Work item ▸
Quote all of the data exactly as given. Skip every picture it contains.

+ + + + +

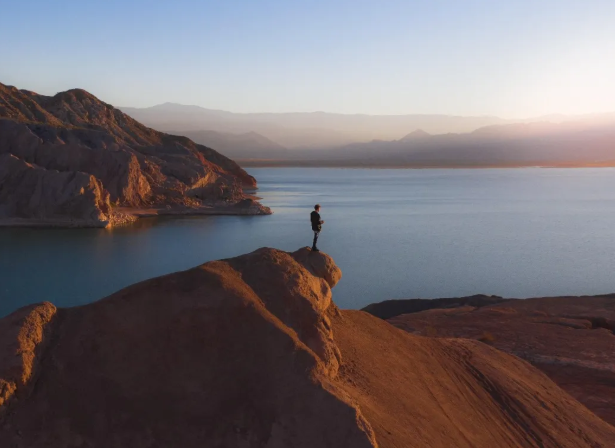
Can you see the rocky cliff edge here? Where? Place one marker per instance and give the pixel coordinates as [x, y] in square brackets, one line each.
[252, 352]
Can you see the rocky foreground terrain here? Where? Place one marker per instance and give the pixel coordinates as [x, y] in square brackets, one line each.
[252, 352]
[569, 338]
[73, 160]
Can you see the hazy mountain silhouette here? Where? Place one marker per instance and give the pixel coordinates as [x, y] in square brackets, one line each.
[437, 140]
[569, 143]
[249, 145]
[304, 130]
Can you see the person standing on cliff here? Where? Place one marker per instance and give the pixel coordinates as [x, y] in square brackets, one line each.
[316, 225]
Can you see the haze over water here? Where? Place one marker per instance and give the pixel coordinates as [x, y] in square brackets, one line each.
[394, 233]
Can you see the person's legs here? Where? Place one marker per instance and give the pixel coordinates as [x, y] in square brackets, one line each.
[316, 233]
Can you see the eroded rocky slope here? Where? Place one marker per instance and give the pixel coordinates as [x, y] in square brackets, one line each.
[137, 167]
[571, 339]
[252, 352]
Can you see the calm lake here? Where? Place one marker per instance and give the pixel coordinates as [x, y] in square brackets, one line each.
[394, 233]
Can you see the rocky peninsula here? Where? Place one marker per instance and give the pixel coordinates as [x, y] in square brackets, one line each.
[72, 160]
[252, 352]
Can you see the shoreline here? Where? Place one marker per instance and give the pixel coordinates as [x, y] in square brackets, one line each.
[406, 166]
[129, 215]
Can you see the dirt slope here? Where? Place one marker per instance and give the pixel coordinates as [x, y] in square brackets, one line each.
[570, 339]
[75, 132]
[252, 352]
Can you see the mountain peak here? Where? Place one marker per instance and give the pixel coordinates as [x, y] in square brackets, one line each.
[417, 134]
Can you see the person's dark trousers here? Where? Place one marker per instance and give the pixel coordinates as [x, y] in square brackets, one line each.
[316, 233]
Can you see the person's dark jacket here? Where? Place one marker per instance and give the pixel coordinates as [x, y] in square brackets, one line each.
[316, 222]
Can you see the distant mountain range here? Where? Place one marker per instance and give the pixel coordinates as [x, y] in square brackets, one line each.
[411, 140]
[248, 145]
[74, 160]
[303, 130]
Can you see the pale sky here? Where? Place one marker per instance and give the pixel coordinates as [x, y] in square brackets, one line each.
[513, 59]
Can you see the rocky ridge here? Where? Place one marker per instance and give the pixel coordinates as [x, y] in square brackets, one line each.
[75, 134]
[571, 339]
[252, 352]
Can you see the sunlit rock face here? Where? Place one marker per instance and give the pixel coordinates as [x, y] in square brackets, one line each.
[73, 132]
[252, 352]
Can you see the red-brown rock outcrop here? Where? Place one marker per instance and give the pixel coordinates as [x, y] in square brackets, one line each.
[252, 352]
[569, 338]
[74, 132]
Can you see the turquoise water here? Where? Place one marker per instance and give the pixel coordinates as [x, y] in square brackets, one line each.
[394, 233]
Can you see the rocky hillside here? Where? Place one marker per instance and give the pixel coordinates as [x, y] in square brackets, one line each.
[74, 134]
[571, 339]
[252, 352]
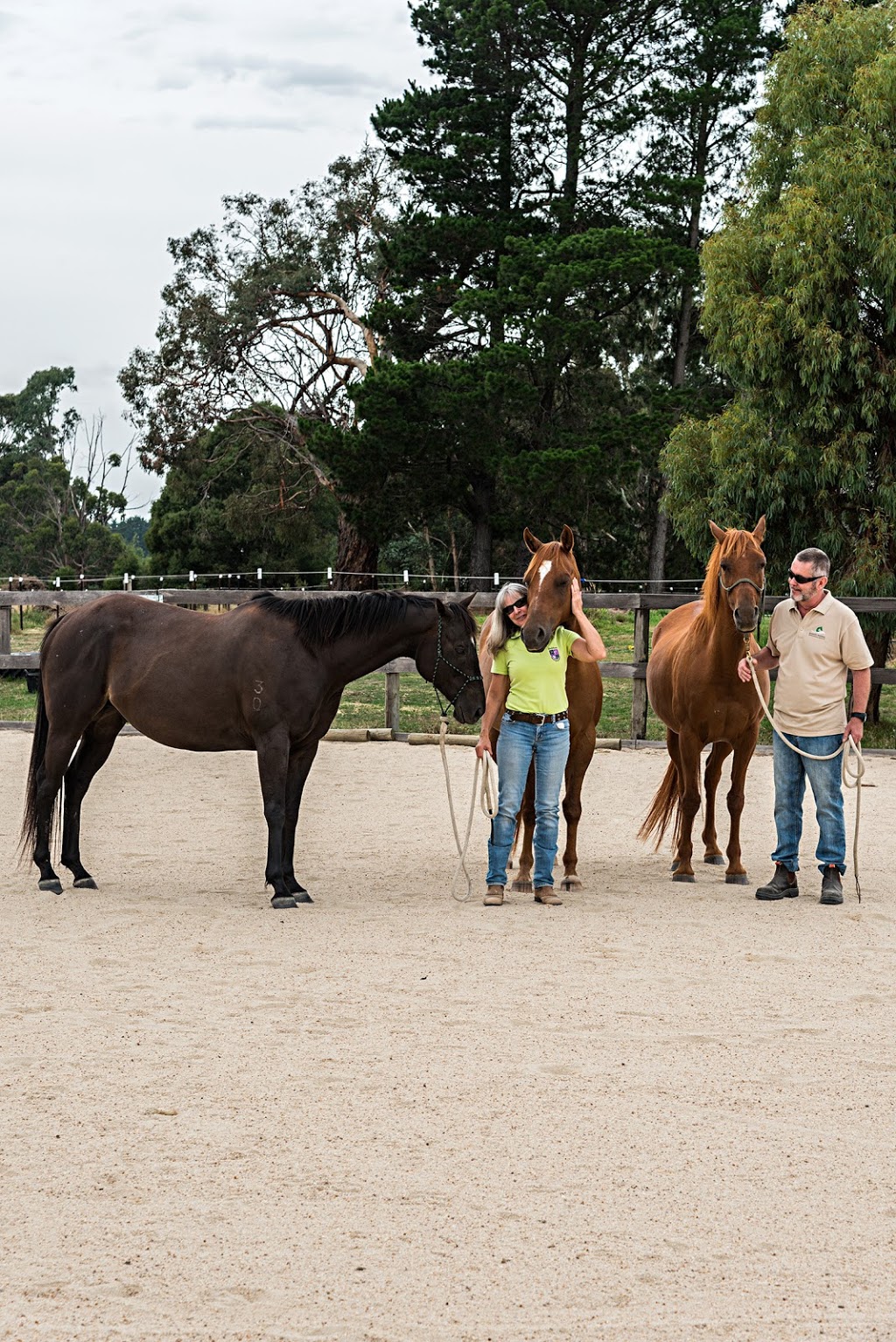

+ + + + +

Result for this task ▸
Can you see the rocky cliff edge here? Where? Place one marker per instance and give the pixel coordinates as [x, y] in square brackets, one line each.
[252, 352]
Can you see the rocky foreground terrain here? Where? Place one marker per instance and give the pixel coordinates as [x, y] in square brackets, one line each.
[252, 352]
[569, 338]
[73, 160]
Can you see the hazy mountain silhouette here? Where? Place one marker per instance and give the pixel coordinates as [x, y] in square brackets, one line each.
[437, 140]
[569, 143]
[249, 145]
[304, 130]
Can you see the person standing on cliff here? Where? Place one marker per instance and give the pixel coordinates as [x, y] in square brackets, one line each.
[316, 225]
Can you see the haze over water here? Where? Place one marker per instance and give the pixel coordinates as [x, y] in square brackets, one line each.
[394, 233]
Can you see the person's legs here? Where? Place one marker per instance and give the pixel coordinates as [x, y] in square brackets, one line each.
[316, 233]
Can you see the eroded rocky slope here? Where? Place one marker per instance and give the pixel coordinates as [x, y] in square brackets, one line each.
[137, 167]
[571, 339]
[252, 352]
Can you see the calm lake here? Where? Place one marker per instance and give the pixel coordinates as [x, y] in square brackets, one line each.
[394, 233]
Can you see the rocky peninsula here? Where? Place one marker per instance and give the pixel coordinates as [x, y] in square brackets, one line each.
[72, 160]
[252, 352]
Can you see the shoreline here? Where? Place one marker per instance and give the pixel coordinates as [x, y] in square brackets, one line each.
[406, 166]
[129, 215]
Can you see the dirt slope here? Where? Place one marker per instance and give the pixel coordinates as [x, y] in square brackets, one line each.
[570, 339]
[75, 132]
[252, 352]
Can you see the mountain peak here? Where? Place one marker per instance and give the pixel coordinates as [x, y] in square brackets, one line each.
[417, 134]
Can you see the person's dark trousers here? Where? Place one marker per instance and give the pixel coordinates as [x, y] in square brackets, one line each.
[316, 233]
Can you see the person's dark jacket here? Where? Place one marker per instance and give the pixel coordinates as [x, y] in square brackets, one line each.
[316, 222]
Can you see the distant mountain range here? Where? Place one marker per instance and give the pixel coordinates as [x, y] in square brackets, one line each.
[411, 140]
[248, 145]
[74, 160]
[303, 130]
Can you see the pale sky here? Where? Place one marker per instance and give the pixel coordinates as [x, y] in square brackets, one line each.
[513, 59]
Can you see the rocky ridge here? Where? Place one marker per instance and give the pixel coordinates as [x, y] in square brackets, one line each.
[75, 134]
[571, 339]
[252, 352]
Can you see the sunlit rock face here? Where? Place one marker per instance and give the pixel coordinates as [x, y] in square brackets, one line each.
[73, 132]
[252, 352]
Can you see the red-brown rock outcrop here? Where? Place one marker per instance and give the pixel coordinates as [x, y] in square brackets, one line each.
[252, 352]
[569, 338]
[74, 132]
Can you see the turquoise water here? Where? Place one marker per instance and give the pixel coordinates as [x, y] in square brackets, one line each.
[394, 233]
Can you see the rocky hillside here? Where? Place one marker per instance and give the pixel coordinates as [x, y] in square brackets, one line each.
[74, 134]
[571, 339]
[252, 352]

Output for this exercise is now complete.